→ **Documento**
►

“Mundo, será que você não percebe o que está acontecendo ou será que você sabe e se faz de cego?” (Trecho de um texto produzido pelo educando Maicon, do Colégio Estadual Prof. Eugênio Malanski, durante a atividade sobre o Dia Mundial de Defesa dos Direitos Animais)
Na eterna busca de vencer os contrassensos, desejo para este ano mais verdades e menos mentiras às nossas crianças e adolescentes. Quanto mais tempo se leva para ouvir e falar a verdade, mais se aprende a mentir, a omitir e tornar isso como algo aceitável. Como educadora, não me cabe intervir no cotidiano familiar de cada estudante. Mas no cotidiano escolar, este não pode negar seu dever de informar e jamais omitir a realidade.
Penso na força de um inconsciente coletivo, que muitos chamam de “sistema”, alimentado pela família, religião, mídias, mercado e governos, que faz com que as crianças tenham como a maioria das suas comidas prediletas produtos industrializados contendo pedaços e secreções de animais. Elas realmente sabem o que estão comendo? E as tantas outras coisas?

◄

→ **A fazer**
[A] Extraia do texto sobre a verdade às crianças todo o trecho que vai de "Na eterna busca" até "tantas outras coisas?", sem alterar nada.
[B] Por favor, dê continuidade ao texto sobre a verdade às crianças, começando logo após a última frase apresentada.

[Dados de rotulagem por coordenadas]
►

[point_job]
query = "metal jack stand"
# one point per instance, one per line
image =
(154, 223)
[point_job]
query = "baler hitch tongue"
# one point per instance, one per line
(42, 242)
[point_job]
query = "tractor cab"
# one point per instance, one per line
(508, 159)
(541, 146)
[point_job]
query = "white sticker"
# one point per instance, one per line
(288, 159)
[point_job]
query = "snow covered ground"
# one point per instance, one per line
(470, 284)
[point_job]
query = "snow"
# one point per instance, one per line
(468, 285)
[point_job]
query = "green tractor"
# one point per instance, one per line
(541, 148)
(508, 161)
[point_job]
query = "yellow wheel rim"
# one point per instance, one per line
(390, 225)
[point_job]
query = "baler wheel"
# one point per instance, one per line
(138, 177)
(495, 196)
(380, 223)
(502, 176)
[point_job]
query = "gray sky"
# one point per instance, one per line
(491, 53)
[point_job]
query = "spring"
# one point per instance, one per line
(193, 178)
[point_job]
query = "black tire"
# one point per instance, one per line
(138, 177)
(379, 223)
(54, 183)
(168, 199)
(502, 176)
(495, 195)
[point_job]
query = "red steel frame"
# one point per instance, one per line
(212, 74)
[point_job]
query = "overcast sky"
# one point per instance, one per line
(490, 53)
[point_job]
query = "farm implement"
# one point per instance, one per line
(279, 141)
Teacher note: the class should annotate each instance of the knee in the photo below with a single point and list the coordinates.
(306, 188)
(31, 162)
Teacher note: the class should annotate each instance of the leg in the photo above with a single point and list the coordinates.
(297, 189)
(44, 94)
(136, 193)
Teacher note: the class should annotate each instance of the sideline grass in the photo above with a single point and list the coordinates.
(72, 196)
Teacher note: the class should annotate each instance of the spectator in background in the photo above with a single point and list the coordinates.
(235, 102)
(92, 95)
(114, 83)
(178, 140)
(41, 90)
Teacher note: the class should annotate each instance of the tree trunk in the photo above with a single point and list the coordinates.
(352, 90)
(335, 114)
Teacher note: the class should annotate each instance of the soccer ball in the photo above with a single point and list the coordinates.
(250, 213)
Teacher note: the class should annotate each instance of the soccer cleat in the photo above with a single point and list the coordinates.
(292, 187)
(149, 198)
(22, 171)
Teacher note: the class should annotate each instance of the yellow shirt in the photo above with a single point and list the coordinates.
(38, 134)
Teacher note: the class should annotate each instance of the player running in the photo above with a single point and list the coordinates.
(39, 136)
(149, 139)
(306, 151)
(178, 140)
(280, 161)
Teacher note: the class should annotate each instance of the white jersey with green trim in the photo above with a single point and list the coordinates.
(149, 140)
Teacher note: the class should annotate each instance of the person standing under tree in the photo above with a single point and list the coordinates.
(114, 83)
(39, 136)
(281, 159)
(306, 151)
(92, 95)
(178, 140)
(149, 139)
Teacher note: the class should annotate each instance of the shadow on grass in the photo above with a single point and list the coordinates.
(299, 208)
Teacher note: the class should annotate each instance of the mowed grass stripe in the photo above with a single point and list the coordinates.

◄

→ **Respostas por tarefa**
[A]
Na eterna busca de vencer os contrassensos, desejo para este ano mais verdades e menos mentiras às nossas crianças e adolescentes. Quanto mais tempo se leva para ouvir e falar a verdade, mais se aprende a mentir, a omitir e tornar isso como algo aceitável. Como educadora, não me cabe intervir no cotidiano familiar de cada estudante. Mas no cotidiano escolar, este não pode negar seu dever de informar e jamais omitir a realidade.
Penso na força de um inconsciente coletivo, que muitos chamam de “sistema”, alimentado pela família, religião, mídias, mercado e governos, que faz com que as crianças tenham como a maioria das suas comidas prediletas produtos industrializados contendo pedaços e secreções de animais. Elas realmente sabem o que estão comendo? E as tantas outras coisas?

[B]
Sabemos que as crianças pequenas não estabelecem posição hierárquica ao se relacionarem com animais não humanos, elas ainda guardam consigo sua “consciência animal”. Mas isso muda com o tempo, com a “socialização”, a qual envolve a supressão desta consciência, necessária ao nosso modelo de civilização. Neste modelo, as crianças são gradativamente enganadas, expostas à banalização da violência. Como disse Gary Yourofsky, em seu depoimento pessoal de como se converteu ao ativismo em defesa dos Direitos Animais: “para os animais nós somos o demônio” [1] Nós escondemos esta verdade.
“Mas isso não é coisa que se mostre para crianças”, alguém um dia falou. Para cada faixa etária uma abordagem, mas sem fugir da verdade. Primeiro forçamos que as crianças reproduzam a nossa cultura doente, fazendo com que aceitem que “está tudo bem, meu anjo, eles não sofrem”. Se um pequeno questiona de onde vem a salsicha do cachorro-quente, ou a “carninha” do churrasco, o que é respondido pelos pais? Não sei. Sinceramente não me lembro destes momentos. O que lembro é de ter que comer carne ou tomar leite, mesmo obrigada, “para ficar forte”. E ter os adultos como referência do que é certo e errado. Quanta responsabilidade a nossa.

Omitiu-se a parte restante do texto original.